→ **DIRECTIONS FOR THIS TASK**
Return all the lines below exactly. Any picture among them is omitted.

→ **DATA RECORDS**
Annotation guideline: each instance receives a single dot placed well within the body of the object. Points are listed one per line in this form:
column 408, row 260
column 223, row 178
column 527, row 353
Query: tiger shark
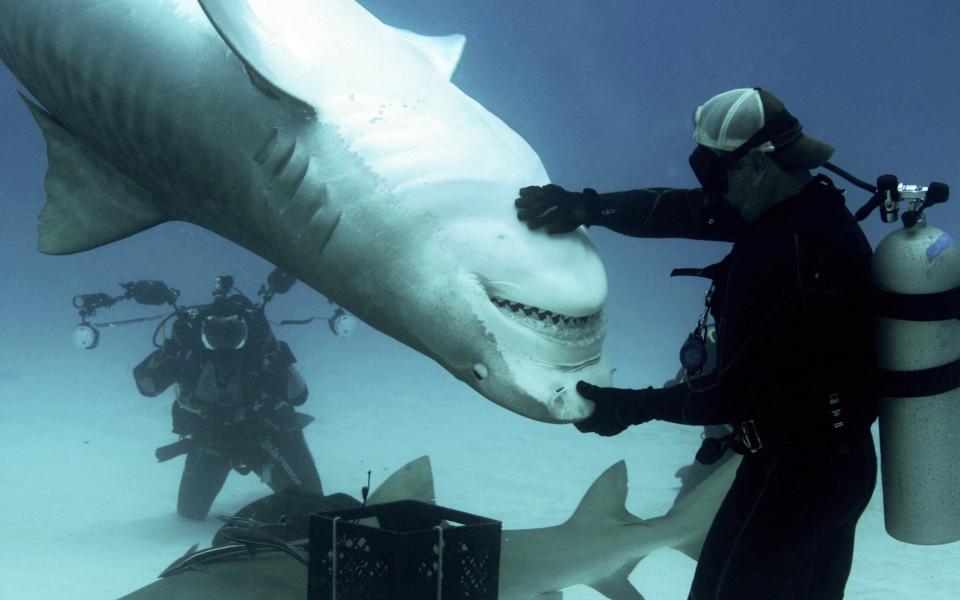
column 598, row 546
column 330, row 144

→ **RESPONSE TO THE TASK**
Annotation guideline: each instance receives a single dot placed well within the body of the object. Points are listed one per line in this form:
column 408, row 260
column 223, row 178
column 527, row 353
Query: tiger shark
column 598, row 546
column 330, row 144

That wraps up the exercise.